### GIVEN PROBLEM A
Return the passage of the Buffett letter highlights from "o Our long-term" to "marketable common stocks.", copied word for word.

### PASSAGE
------------
This is my highlights and notes from the Warren Buffett's 1983 letter to the shareholders. You can read the complete letter here. This is a rather a shortened version, containing only texts that resonated with me while reading it. Take it away, Mr. Buffett..

To the Shareholders of Berkshire Hathaway Inc.:

The major business principles we follow that pertain to the
manager-owner relationship:


o Although our form is corporate, our attitude is
partnership. Charlie Munger and I think of our shareholders as
owner-partners, and of ourselves as managing partners. (Because
of the size of our shareholdings we also are, for better or
worse, controlling partners.) We do not view the company itself
as the ultimate owner of our business assets but, instead, view
the company as a conduit through which our shareholders own the
assets.


o Our long-term economic goal is to maximize the average annual rate of gain
in intrinsic business value on a per-share basis. We do not
measure the economic significance or performance of Berkshire by
its size; we measure by per-share progress. 


o Our preference would be to reach this goal by directly
owning a diversified group of businesses that generate cash and
consistently earn above-average returns on capital. Our second
choice is to own parts of similar businesses, attained primarily
through purchases of marketable common stocks.
------------
### GIVEN PROBLEM B
Collect each line of the records that contains the word "below".

### Pointing dataset records
------------
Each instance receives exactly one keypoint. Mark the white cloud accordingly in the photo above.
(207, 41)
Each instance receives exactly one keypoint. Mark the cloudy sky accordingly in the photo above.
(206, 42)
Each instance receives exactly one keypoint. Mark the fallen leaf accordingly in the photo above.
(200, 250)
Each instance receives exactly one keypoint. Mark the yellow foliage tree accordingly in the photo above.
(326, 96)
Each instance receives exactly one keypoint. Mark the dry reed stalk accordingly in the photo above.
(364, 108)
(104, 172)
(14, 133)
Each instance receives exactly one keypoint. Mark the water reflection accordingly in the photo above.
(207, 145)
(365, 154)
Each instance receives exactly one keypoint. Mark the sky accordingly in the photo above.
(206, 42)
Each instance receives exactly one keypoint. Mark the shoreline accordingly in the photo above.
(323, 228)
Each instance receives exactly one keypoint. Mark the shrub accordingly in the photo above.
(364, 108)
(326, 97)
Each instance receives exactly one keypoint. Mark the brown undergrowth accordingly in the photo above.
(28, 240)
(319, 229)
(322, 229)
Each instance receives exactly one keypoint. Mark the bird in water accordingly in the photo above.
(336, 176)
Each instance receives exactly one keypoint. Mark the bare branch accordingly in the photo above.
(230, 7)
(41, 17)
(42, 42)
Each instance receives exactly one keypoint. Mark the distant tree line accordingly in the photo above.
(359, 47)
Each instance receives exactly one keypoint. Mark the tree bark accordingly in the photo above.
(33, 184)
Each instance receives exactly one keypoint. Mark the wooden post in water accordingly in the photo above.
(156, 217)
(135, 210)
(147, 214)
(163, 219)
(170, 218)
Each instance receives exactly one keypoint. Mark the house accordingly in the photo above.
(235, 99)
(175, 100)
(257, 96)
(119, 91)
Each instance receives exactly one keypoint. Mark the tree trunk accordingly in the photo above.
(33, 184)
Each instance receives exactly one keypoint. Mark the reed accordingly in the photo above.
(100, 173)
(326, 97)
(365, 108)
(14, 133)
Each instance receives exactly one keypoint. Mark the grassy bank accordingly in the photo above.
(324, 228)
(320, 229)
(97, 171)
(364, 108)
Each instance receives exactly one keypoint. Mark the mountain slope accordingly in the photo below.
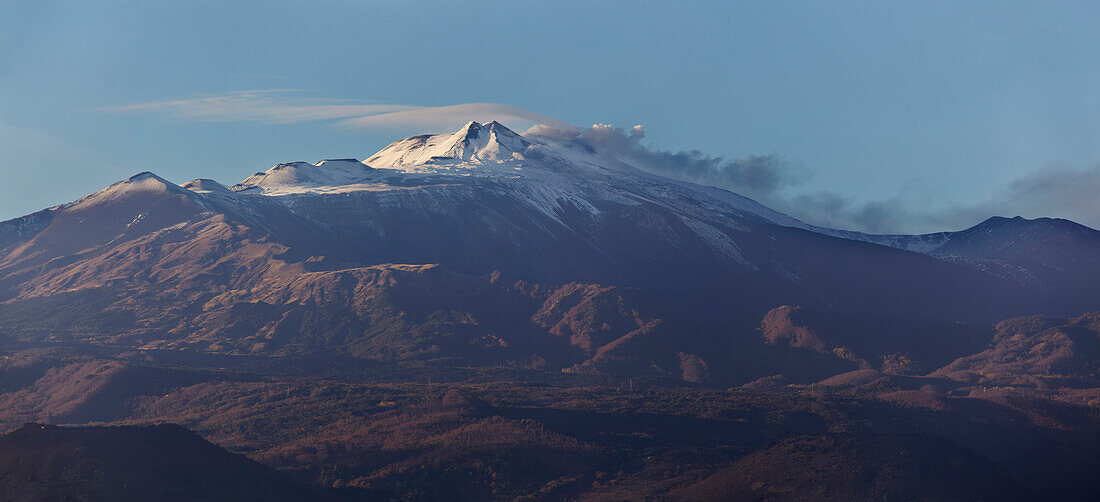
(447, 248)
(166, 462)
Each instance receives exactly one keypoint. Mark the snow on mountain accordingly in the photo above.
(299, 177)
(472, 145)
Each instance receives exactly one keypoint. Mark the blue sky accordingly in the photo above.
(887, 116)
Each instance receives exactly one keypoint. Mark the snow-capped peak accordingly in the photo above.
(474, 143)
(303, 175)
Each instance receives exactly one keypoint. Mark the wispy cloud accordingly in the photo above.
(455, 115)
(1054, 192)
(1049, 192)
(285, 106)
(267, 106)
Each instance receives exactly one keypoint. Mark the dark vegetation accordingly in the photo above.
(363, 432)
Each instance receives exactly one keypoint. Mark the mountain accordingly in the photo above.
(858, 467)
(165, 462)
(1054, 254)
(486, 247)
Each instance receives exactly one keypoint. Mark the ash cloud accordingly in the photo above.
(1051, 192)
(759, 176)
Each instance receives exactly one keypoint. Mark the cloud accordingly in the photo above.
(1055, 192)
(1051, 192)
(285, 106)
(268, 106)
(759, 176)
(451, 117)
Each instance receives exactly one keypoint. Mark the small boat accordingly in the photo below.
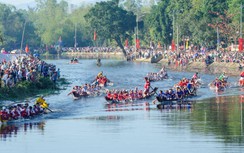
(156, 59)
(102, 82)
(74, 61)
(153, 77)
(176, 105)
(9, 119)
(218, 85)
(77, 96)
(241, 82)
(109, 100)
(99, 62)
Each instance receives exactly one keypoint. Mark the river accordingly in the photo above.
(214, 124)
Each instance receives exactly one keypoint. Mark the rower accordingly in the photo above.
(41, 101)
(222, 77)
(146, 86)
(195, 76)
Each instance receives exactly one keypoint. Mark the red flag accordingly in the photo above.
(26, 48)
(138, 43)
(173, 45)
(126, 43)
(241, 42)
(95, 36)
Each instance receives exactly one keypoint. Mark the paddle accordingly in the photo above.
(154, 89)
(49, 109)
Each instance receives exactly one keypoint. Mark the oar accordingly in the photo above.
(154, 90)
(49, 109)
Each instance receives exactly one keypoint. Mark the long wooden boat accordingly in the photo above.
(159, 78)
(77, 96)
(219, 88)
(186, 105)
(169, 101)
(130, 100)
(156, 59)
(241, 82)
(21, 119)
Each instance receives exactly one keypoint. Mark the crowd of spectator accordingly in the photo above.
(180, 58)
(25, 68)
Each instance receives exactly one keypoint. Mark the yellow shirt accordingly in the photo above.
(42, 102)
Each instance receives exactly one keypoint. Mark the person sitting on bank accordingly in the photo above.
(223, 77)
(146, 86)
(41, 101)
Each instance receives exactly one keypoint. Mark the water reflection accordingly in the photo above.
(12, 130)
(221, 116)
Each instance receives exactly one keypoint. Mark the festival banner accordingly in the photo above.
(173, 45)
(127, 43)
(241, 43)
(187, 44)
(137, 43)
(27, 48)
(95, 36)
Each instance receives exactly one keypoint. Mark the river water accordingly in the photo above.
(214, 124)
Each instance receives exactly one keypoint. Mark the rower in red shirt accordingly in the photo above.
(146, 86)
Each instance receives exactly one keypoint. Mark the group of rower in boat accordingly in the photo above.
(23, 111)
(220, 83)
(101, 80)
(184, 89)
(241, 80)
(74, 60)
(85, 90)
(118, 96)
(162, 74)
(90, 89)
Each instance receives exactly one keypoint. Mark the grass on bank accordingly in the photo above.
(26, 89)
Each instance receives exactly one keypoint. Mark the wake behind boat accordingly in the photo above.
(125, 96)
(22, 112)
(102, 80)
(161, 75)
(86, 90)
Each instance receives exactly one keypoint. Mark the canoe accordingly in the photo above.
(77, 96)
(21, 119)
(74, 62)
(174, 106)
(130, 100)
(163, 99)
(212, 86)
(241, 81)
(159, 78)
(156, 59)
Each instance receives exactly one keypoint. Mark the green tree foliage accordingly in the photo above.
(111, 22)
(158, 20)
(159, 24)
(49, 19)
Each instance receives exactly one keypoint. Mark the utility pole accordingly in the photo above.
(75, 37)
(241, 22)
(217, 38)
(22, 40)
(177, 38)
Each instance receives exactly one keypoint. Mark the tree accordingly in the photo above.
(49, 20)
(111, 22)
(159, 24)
------------
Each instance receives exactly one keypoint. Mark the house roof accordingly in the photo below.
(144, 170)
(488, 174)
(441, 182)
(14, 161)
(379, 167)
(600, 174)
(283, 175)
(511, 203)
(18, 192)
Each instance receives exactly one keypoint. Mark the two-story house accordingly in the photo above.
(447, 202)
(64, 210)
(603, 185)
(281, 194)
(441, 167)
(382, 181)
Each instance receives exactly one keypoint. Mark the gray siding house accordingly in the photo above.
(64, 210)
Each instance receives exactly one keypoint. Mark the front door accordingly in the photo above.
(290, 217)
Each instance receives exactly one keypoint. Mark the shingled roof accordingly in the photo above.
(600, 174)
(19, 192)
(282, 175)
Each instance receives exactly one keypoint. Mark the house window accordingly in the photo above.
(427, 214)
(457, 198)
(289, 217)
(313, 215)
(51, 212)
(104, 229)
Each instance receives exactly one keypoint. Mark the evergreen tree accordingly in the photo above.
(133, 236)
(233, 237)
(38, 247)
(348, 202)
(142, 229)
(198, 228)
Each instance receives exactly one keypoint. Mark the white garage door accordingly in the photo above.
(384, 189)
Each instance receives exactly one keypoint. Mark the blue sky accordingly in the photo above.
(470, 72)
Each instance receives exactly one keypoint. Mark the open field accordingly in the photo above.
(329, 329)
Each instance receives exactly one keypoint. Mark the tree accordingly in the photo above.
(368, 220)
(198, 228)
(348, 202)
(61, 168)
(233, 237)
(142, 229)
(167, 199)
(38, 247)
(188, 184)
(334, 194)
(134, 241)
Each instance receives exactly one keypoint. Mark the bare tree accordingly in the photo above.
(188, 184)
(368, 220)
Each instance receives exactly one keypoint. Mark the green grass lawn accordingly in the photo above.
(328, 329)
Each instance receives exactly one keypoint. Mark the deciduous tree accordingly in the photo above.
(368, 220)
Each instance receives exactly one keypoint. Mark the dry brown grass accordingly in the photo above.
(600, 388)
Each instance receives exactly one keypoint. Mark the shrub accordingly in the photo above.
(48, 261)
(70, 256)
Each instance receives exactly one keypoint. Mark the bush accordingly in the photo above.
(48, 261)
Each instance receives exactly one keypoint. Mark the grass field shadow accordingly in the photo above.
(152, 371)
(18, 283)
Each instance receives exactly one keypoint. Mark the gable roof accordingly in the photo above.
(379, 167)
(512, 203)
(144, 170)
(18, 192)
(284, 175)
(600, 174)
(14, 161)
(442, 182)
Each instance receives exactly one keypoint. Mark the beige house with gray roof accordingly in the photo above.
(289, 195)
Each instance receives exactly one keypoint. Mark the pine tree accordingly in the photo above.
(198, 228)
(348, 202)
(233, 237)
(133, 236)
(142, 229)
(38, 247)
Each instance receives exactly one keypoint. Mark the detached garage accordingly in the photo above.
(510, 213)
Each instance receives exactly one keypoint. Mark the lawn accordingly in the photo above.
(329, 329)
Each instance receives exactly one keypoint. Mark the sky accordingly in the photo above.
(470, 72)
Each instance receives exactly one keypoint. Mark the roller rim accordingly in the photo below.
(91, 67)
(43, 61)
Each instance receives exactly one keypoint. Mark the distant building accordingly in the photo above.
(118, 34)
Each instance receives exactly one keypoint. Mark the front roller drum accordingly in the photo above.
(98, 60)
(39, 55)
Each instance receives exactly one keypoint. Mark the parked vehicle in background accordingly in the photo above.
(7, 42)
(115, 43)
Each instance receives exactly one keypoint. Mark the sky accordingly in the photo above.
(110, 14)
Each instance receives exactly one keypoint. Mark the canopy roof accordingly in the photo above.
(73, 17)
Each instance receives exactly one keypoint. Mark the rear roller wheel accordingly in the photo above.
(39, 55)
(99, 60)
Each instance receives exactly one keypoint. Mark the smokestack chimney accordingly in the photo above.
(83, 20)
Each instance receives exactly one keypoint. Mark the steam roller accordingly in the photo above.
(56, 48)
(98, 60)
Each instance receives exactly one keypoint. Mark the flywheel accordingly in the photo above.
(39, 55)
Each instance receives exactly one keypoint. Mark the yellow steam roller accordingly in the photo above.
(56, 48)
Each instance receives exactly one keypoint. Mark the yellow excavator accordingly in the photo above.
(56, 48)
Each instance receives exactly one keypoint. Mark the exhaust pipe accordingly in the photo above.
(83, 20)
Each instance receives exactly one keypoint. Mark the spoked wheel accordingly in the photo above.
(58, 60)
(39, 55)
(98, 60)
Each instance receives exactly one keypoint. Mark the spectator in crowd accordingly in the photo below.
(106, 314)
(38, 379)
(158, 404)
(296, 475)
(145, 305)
------------
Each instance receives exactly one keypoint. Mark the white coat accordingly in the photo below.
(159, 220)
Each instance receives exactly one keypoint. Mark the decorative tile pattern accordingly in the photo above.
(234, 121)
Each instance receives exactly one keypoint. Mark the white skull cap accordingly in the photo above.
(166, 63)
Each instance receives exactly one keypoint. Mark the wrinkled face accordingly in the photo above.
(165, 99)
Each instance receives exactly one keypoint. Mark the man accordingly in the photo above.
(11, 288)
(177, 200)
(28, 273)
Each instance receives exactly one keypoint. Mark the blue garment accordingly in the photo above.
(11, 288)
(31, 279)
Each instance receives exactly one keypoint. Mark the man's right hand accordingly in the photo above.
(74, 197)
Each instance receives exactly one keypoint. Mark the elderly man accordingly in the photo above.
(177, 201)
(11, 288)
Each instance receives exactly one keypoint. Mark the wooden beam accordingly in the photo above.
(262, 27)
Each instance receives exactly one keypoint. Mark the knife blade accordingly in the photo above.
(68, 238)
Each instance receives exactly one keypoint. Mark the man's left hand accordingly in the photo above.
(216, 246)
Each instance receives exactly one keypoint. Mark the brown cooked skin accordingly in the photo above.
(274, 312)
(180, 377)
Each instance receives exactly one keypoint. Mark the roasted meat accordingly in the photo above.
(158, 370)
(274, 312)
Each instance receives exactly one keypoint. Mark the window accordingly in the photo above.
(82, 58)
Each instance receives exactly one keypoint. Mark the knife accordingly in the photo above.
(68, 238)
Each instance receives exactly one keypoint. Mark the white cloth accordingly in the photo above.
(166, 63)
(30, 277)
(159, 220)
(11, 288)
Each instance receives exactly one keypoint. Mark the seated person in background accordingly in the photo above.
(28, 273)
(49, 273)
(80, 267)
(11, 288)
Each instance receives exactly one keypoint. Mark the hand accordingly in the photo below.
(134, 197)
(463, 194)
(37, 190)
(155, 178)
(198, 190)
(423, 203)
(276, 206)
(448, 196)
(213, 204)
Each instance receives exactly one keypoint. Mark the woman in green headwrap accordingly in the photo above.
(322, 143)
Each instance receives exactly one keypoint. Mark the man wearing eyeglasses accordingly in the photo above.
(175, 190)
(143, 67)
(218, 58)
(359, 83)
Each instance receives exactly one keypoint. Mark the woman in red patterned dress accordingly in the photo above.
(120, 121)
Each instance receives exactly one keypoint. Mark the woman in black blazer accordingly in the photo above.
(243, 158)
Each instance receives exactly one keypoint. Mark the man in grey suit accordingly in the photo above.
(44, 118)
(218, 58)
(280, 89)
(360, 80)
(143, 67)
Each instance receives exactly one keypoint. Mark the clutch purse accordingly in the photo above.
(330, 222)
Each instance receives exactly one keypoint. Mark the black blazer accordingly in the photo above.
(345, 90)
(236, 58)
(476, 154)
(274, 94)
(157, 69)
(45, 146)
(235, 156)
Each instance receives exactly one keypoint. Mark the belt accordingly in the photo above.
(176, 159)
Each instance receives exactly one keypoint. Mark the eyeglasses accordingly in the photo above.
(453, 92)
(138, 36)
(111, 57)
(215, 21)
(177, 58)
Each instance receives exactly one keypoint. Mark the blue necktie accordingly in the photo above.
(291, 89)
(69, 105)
------------
### CORRECT RESULT A
o Our long-term economic goal is to maximize the average annual rate of gain
in intrinsic business value on a per-share basis. We do not
measure the economic significance or performance of Berkshire by
its size; we measure by per-share progress. 


o Our preference would be to reach this goal by directly
owning a diversified group of businesses that generate cash and
consistently earn above-average returns on capital. Our second
choice is to own parts of similar businesses, attained primarily
through purchases of marketable common stocks.

### CORRECT RESULT B
Each instance receives exactly one keypoint. Mark the mountain slope accordingly in the photo below.
Each instance receives exactly one keypoint. Mark the small boat accordingly in the photo below.
Each instance receives exactly one keypoint. Mark the house roof accordingly in the photo below.
Each instance receives exactly one keypoint. Mark the roller rim accordingly in the photo below.
Each instance receives exactly one keypoint. Mark the spectator in crowd accordingly in the photo below.
Each instance receives exactly one keypoint. Mark the white coat accordingly in the photo below.
Each instance receives exactly one keypoint. Mark the hand accordingly in the photo below.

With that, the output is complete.